PROBLEM TO WORK ON: Write the data out again in full, with no departure from the original.

DATA SHOWN:

---

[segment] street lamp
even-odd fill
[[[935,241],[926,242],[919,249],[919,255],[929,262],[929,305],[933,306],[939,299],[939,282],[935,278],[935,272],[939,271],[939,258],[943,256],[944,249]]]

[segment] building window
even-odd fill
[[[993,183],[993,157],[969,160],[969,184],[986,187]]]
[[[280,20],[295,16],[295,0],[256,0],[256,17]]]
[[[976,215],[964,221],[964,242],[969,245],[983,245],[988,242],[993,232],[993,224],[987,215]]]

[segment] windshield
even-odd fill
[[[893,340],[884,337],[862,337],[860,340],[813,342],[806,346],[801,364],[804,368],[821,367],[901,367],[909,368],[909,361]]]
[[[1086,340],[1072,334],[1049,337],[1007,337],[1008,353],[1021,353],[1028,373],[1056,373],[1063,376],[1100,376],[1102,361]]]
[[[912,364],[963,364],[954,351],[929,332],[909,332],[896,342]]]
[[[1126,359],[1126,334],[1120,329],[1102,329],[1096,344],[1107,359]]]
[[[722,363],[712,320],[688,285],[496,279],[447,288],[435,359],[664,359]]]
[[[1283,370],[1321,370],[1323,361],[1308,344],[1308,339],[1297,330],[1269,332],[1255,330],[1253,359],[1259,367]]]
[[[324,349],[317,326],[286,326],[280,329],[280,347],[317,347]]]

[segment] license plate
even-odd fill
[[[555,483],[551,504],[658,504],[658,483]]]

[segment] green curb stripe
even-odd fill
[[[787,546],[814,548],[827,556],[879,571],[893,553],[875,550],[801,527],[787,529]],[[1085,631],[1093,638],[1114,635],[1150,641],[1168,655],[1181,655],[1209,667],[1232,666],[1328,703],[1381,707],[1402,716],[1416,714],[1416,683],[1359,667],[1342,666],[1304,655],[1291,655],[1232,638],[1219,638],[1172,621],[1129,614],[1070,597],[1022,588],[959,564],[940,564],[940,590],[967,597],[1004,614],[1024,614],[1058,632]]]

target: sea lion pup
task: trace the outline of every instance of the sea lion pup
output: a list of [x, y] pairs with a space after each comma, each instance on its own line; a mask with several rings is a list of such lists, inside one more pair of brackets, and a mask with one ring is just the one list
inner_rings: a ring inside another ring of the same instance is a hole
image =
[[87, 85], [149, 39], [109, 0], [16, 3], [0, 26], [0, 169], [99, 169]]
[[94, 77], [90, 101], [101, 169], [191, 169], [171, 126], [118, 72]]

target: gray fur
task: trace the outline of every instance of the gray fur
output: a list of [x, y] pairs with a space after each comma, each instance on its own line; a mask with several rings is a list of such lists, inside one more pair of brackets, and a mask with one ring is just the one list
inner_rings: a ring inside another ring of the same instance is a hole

---

TASK OUTPUT:
[segment] street lamp
even-odd fill
[[[935,241],[926,242],[919,249],[919,255],[929,262],[929,305],[933,306],[939,299],[939,282],[935,278],[935,272],[939,271],[939,258],[943,256],[944,249]]]

[segment] building window
even-odd fill
[[[993,183],[993,157],[969,160],[969,184],[986,187]]]
[[[280,20],[295,16],[295,0],[256,0],[256,17]]]
[[[976,215],[964,221],[964,242],[969,245],[983,245],[988,242],[993,232],[993,224],[987,215]]]

[segment] windshield
even-odd fill
[[[893,340],[884,337],[862,337],[860,340],[813,342],[806,346],[801,364],[804,368],[821,367],[901,367],[909,368],[909,361]]]
[[[1086,340],[1072,334],[1049,337],[1007,337],[1008,353],[1021,353],[1028,373],[1056,373],[1063,376],[1100,376],[1102,361]]]
[[[912,364],[963,364],[954,351],[929,332],[909,332],[896,342]]]
[[[1126,359],[1126,334],[1120,329],[1102,329],[1096,344],[1107,359]]]
[[[722,363],[712,320],[688,285],[496,279],[447,288],[435,359],[664,359]]]
[[[1283,370],[1321,370],[1323,361],[1308,344],[1308,339],[1297,330],[1269,332],[1255,330],[1253,359],[1259,367]]]
[[[324,349],[317,326],[286,326],[280,329],[280,347],[317,347]]]

[segment] license plate
even-odd fill
[[[555,483],[551,504],[658,504],[658,483]]]

[segment] green curb stripe
even-odd fill
[[[787,546],[814,548],[827,556],[879,571],[893,553],[875,550],[801,527],[787,529]],[[1085,631],[1093,638],[1114,635],[1150,641],[1168,655],[1181,655],[1209,667],[1232,666],[1328,703],[1381,707],[1402,716],[1416,714],[1416,683],[1359,667],[1342,666],[1304,655],[1291,655],[1232,638],[1219,638],[1172,621],[1129,614],[1070,597],[1022,588],[959,564],[940,564],[940,590],[967,597],[1004,614],[1024,614],[1058,632]]]

target: sea lion pup
task: trace the outline of every instance of the sea lion pup
output: a list of [x, y] pairs with a space after each comma, each instance on its own line; a mask with several rings is a list of such lists, inside one more pair of brackets, and a mask with one ring is just the one list
inner_rings: a ring inside another ring of the same instance is a hole
image =
[[87, 85], [149, 39], [109, 0], [16, 3], [0, 26], [0, 169], [99, 169]]
[[94, 77], [90, 101], [101, 169], [191, 169], [171, 126], [118, 72]]

target: gray fur
task: trace the outline of every instance of the gray fur
output: a list of [x, y] pairs with a space after each comma, each instance on its own line; a mask with several rings is a list of such lists, inside one more pair of brackets, and a mask with one ring is just the one list
inner_rings: a ring inside another ring of the same instance is a hole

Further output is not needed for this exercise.